### Extrait source
:::::
ARCHIVES (1994)

Lettre d'une mère nostalgique

Chère Sylvie,
Bientôt plus personne ne vous volera vos aubes délicieuses, vos matins neufs, baignés de silence et de plénitude. Bien plus vite que vous ne le pensez, le sommeil de plomb de jeunes brutes écrasées de fatigue par le foot ou les jeux fous avec les copains remplacera les babillages intempestifs des premières années.
Alors, malgré la joie de voir grandir votre progéniture, il vous arrivera de regretter le temps révolu du gai remue-ménage matinal: petits pas sur le plancher qui craque, coups intempestifs contre votre porte ou débordement vainqueur des corps tièdes sur votre édredon.
Permettez à une mère de famille marquée d’autant de cicatrices qu’un vieux matou et couverte de plus de défaites que de lauriers, tel un grognard de l’Empire aux lendemains de cent batailles, de vous dire: renoncez, renoncez! Laissez-vous piller par les tendres “voleurs d’aube”, vivez pleinement ces heures bénies de la prime enfance qui passeront comme une fumée et ne reviendront pas!
:::::
### Annotations par points
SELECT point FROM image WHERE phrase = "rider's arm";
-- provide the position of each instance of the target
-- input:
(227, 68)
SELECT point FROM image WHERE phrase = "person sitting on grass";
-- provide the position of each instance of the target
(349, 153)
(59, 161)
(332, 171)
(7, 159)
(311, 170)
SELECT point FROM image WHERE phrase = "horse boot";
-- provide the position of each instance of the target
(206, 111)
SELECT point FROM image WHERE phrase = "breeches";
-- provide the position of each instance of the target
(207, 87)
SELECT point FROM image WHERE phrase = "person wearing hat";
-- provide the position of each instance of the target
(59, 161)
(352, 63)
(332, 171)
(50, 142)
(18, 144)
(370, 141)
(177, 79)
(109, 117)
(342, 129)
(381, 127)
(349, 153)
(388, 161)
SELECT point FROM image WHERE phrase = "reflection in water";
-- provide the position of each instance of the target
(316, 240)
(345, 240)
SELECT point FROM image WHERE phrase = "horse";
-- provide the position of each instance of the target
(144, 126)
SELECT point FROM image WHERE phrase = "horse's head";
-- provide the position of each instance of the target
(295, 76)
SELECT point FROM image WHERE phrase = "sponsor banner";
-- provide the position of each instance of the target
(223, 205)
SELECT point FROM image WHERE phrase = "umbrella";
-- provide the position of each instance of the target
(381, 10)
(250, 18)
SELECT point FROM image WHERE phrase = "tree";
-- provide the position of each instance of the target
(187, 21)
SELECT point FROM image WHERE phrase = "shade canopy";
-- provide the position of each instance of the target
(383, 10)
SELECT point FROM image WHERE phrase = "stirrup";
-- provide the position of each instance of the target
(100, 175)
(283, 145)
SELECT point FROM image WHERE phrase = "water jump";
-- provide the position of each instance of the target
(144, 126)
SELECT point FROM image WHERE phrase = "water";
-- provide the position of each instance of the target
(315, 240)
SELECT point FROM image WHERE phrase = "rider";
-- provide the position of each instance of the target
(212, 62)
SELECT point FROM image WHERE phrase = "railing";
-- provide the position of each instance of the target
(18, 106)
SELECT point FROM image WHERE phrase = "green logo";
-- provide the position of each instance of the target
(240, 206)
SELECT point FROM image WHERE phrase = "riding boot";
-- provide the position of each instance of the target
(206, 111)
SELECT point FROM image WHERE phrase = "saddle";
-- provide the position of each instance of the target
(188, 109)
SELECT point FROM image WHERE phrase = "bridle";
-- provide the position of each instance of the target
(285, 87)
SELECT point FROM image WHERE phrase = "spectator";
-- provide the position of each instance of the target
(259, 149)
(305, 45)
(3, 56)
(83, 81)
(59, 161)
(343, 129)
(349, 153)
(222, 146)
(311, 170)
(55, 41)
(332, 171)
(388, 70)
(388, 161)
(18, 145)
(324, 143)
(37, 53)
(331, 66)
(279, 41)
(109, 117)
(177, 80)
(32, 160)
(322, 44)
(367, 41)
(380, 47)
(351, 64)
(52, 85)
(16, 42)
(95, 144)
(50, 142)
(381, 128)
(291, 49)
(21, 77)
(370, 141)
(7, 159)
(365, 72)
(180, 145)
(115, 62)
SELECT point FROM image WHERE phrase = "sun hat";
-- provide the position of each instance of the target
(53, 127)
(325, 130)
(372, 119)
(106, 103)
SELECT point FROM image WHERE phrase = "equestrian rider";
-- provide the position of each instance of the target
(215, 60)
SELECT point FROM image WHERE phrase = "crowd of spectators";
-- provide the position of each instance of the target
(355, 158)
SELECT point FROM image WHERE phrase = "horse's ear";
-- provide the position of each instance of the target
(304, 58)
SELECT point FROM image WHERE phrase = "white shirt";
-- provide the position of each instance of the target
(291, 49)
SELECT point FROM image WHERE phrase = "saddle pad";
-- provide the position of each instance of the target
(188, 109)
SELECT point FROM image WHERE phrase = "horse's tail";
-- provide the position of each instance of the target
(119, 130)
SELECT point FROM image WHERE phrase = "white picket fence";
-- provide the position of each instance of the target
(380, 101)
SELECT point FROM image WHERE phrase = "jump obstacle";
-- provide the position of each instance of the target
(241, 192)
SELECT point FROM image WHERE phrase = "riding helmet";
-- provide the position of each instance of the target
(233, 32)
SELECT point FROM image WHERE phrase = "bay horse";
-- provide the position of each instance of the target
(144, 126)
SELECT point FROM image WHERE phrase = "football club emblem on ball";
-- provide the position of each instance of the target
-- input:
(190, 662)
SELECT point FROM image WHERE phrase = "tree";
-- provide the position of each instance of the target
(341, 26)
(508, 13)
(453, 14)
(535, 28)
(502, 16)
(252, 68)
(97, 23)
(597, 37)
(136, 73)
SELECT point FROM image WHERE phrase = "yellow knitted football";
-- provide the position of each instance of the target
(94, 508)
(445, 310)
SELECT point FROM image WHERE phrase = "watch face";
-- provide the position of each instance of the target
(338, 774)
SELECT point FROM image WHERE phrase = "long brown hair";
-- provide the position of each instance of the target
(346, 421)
:::::
### Consigne A
Quels bruits et gestes du remue-ménage matinal la lettre à Sylvie énumère-t-elle ?
### Consigne B
D'après la lettre à Sylvie, qu'est-ce qui remplacera les babillages intempestifs des premières années ?
### Consigne C
Rédigez la suite de la lettre à Sylvie, à partir de sa dernière phrase.

### Réponse attendue A
- petits pas sur le plancher qui craque
- coups intempestifs contre votre porte
- débordement vainqueur des corps tièdes sur votre édredon

### Réponse attendue B
Le sommeil de plomb de jeunes brutes écrasées de fatigue par le foot ou les jeux fous avec les copains.

### Réponse attendue C
La parole de l’Ecclésiaste est toujours actuelle: “Il y a un temps pour tout, il y a sous le soleil un moment pour chaque chose.”
Profitons de nos poupons braillards, de nos écoliers studieux ou dissipés, de nos adolescents aimables ou rageurs, profitons de la vie telle qu’elle vient, dans chaque instant gai ou triste qu’elle nous donne, sans anticiper ni tirer des plans sur la comète! Demain est un autre jour.

Denyse Sergy
extrait de “Des coquillages plein les poches”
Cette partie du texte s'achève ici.